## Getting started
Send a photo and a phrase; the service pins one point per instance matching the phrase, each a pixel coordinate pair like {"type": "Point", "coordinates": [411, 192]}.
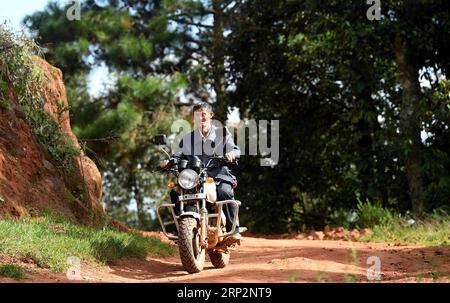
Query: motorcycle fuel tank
{"type": "Point", "coordinates": [210, 191]}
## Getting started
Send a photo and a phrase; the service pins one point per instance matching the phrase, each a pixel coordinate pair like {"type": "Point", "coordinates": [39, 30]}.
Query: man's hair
{"type": "Point", "coordinates": [201, 106]}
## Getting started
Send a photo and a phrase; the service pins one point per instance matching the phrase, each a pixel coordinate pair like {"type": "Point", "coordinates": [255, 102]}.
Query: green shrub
{"type": "Point", "coordinates": [372, 214]}
{"type": "Point", "coordinates": [51, 240]}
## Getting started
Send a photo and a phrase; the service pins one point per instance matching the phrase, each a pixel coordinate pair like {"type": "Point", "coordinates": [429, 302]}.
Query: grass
{"type": "Point", "coordinates": [431, 230]}
{"type": "Point", "coordinates": [12, 271]}
{"type": "Point", "coordinates": [51, 240]}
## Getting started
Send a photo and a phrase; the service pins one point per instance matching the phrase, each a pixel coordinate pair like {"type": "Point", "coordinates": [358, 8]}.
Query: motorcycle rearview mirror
{"type": "Point", "coordinates": [160, 140]}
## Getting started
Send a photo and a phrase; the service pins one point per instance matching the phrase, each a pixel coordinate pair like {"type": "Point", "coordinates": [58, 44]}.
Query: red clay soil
{"type": "Point", "coordinates": [281, 261]}
{"type": "Point", "coordinates": [29, 179]}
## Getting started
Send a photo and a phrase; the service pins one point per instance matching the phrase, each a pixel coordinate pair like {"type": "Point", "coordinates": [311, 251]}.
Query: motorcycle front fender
{"type": "Point", "coordinates": [191, 214]}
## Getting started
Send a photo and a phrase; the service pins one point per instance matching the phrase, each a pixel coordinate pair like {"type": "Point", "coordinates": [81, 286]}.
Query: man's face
{"type": "Point", "coordinates": [202, 119]}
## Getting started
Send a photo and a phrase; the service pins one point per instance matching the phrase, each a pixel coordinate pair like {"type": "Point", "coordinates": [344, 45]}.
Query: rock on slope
{"type": "Point", "coordinates": [29, 178]}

What you have to do
Without the pictures, output the full listing exactly as it stands.

Task solution
## Getting started
Send a photo and a phrase; the service pins one point per instance matching the phrase, each a pixel coordinate pair like {"type": "Point", "coordinates": [411, 192]}.
Query: motorcycle fuel tank
{"type": "Point", "coordinates": [210, 191]}
## Getting started
Send a photo and a phrase; the service pins one point per instance matching the phrase, each a pixel coordinate pair like {"type": "Point", "coordinates": [39, 30]}.
Query: man's hair
{"type": "Point", "coordinates": [201, 106]}
## Getting started
Send a photo and a phrase; the service pins one point per instance matching the phrase, each a pixel coordinate pair like {"type": "Point", "coordinates": [255, 102]}.
Query: green shrub
{"type": "Point", "coordinates": [372, 214]}
{"type": "Point", "coordinates": [51, 240]}
## Getting started
Send a photo and a phrase; the service pins one point per instance matching the phrase, each a pixel coordinate pair like {"type": "Point", "coordinates": [429, 302]}.
Query: grass
{"type": "Point", "coordinates": [431, 230]}
{"type": "Point", "coordinates": [12, 271]}
{"type": "Point", "coordinates": [51, 240]}
## Getting started
Send a photo and a phrase; the service pins one point per instance matching the phrase, each a pixel coordinate pair like {"type": "Point", "coordinates": [358, 8]}.
Query: motorcycle rearview mirror
{"type": "Point", "coordinates": [160, 140]}
## Getting started
Send a photo and a phrase; the service pins one point per instance matching the phrase, each a pixel coordinate pair like {"type": "Point", "coordinates": [58, 44]}.
Query: red clay soil
{"type": "Point", "coordinates": [281, 261]}
{"type": "Point", "coordinates": [29, 179]}
## Getting started
Send a photo and a phrase; the service pins one point per instance matching the phrase, each a pixel coordinate pair like {"type": "Point", "coordinates": [311, 251]}.
Query: motorcycle front fender
{"type": "Point", "coordinates": [191, 214]}
## Getting started
Send a photo and a phrase; the service pins one point per instance matching the phrase, each a pixel coordinate pair like {"type": "Point", "coordinates": [81, 286]}.
Query: man's face
{"type": "Point", "coordinates": [202, 119]}
## Getting started
Send a photo and a phrase; the service pins one point per instance matching the phrase, each a pixel coordinate pair like {"type": "Point", "coordinates": [344, 45]}.
Query: rock on slope
{"type": "Point", "coordinates": [29, 178]}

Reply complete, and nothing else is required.